- **WORK TASK A**:
In the post about standard streams, which Unix program is named as one that passes binary data through unchanged?
- **WORK TASK B**:
Please copy the post about standard streams word for word, from "Chris Angelico rosuav" to "add, etc, etc.".
- **WORK TASK C**:
Translate this sentence from the post about standard streams into Spanish: "Even if stdout isn't a tty, chances are you're still working with text."

Python 3.2 has some deadly infection

Chris Angelico rosuav at gmail.com
Thu Jun 5 03:30:26 EDT 2014


On Thu, Jun 5, 2014 at 5:16 PM, Marko Rauhamaa <marko at pacujo.net> wrote:
> No problem there, only should sys.stdin and sys.stdout carry the
> decoding/encoding out or should it be left for the program.

The most normal thing to do with the standard streams is to have them
produce text, and as much as possible, you shouldn't have to go to
great lengths to make that work. If, in Python, I say print("Hello,
world!"), I expect that to produce a line of text on the screen,
without my code having to encode that to bytes, figure out what sort
of newline to add, etc, etc.

Even if stdout isn't a tty, chances are you're still working with
text. Only an extreme few Unix programs actually manipulate binary
standard streams (some, like cat, will pipe binary through unchanged,
but even cat assumes text for options like -n); those few should be
the ones to have to worry about setting stdin and stdout to be binary.
In the same way that we have double-quoted strings being Unicode
strings, we should have print() and input() "naturally just work" with
Unicode, which means they should negotiate encodings with the system
without the programmer having to lift a finger.

- **RECORD EXTRACTS**:

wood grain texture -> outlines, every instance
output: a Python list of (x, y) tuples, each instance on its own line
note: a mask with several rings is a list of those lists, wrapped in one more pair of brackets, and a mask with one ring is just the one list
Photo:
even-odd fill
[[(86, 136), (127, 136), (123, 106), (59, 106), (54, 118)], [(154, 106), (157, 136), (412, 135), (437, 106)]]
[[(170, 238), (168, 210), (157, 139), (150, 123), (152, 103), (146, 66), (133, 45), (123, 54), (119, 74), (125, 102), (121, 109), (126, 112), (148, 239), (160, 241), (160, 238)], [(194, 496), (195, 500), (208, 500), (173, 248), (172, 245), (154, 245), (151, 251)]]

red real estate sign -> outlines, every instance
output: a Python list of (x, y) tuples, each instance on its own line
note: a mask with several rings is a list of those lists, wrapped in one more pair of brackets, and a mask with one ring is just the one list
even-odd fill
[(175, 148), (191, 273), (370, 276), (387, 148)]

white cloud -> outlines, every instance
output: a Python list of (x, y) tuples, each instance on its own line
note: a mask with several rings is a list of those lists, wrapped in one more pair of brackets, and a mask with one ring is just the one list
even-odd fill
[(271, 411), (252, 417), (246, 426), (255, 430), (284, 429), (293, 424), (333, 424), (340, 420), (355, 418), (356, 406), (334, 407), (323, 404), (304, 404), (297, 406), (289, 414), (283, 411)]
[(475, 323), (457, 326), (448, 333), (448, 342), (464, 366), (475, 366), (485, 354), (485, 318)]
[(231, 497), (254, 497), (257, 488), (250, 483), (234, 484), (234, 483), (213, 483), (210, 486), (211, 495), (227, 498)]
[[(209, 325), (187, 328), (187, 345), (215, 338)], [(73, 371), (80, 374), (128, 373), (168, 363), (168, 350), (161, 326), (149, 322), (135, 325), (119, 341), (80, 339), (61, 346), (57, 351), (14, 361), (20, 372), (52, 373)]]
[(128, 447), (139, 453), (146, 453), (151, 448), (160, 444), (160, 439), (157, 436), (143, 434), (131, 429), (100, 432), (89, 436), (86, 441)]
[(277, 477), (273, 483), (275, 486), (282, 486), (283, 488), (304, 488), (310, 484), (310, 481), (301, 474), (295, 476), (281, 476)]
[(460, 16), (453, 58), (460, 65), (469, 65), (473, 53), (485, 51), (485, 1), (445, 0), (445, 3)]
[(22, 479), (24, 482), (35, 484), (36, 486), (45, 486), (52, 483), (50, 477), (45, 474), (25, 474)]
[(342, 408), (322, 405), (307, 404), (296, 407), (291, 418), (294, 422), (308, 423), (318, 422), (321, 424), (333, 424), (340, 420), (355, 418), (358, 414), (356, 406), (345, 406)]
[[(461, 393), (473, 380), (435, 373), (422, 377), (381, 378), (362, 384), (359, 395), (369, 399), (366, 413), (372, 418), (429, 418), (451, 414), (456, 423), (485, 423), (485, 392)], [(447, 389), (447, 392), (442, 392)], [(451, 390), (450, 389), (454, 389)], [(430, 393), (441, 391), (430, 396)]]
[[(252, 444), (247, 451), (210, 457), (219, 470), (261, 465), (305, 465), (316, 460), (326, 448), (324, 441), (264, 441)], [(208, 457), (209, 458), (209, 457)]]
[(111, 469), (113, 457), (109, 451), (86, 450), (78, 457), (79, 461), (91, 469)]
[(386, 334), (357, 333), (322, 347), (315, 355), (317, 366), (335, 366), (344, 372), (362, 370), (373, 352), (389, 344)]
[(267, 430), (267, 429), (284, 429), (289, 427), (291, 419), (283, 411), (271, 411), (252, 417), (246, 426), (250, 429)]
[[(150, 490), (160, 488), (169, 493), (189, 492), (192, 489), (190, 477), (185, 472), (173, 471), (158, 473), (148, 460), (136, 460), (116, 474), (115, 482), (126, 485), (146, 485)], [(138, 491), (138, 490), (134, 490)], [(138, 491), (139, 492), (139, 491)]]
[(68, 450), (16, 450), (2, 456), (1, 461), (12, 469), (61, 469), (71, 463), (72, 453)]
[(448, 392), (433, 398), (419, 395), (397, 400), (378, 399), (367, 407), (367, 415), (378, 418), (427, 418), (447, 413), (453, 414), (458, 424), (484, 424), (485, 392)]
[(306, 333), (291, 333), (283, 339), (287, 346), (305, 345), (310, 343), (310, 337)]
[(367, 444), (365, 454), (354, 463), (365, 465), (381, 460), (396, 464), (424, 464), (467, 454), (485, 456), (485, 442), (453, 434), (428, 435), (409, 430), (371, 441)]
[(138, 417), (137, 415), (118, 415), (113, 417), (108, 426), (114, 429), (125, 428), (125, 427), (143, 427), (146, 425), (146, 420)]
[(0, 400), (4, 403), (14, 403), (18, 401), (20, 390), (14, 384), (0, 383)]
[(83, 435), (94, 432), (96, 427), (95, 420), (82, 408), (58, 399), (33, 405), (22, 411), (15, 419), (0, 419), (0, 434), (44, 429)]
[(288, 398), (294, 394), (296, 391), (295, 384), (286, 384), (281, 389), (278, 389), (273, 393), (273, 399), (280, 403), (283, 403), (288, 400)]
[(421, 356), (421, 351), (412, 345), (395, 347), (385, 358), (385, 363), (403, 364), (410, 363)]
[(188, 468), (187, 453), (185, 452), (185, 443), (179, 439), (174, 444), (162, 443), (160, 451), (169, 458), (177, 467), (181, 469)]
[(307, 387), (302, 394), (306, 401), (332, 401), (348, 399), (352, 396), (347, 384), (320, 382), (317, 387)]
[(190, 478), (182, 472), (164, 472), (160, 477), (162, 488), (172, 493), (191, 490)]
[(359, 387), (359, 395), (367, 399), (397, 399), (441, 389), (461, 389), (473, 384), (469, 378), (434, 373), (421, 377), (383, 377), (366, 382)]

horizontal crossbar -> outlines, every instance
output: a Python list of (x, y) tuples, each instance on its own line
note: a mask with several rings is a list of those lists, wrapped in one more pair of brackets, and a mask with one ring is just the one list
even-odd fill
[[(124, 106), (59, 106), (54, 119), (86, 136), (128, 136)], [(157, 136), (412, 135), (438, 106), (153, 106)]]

- **ANSWER SPACE A**:
cat

- **ANSWER SPACE B**:
Chris Angelico rosuav at gmail.com
Thu Jun 5 03:30:26 EDT 2014


On Thu, Jun 5, 2014 at 5:16 PM, Marko Rauhamaa <marko at pacujo.net> wrote:
> No problem there, only should sys.stdin and sys.stdout carry the
> decoding/encoding out or should it be left for the program.

The most normal thing to do with the standard streams is to have them
produce text, and as much as possible, you shouldn't have to go to
great lengths to make that work. If, in Python, I say print("Hello,
world!"), I expect that to produce a line of text on the screen,
without my code having to encode that to bytes, figure out what sort
of newline to add, etc, etc.

- **ANSWER SPACE C**:
Aunque stdout no sea un tty, lo más probable es que sigas trabajando con texto.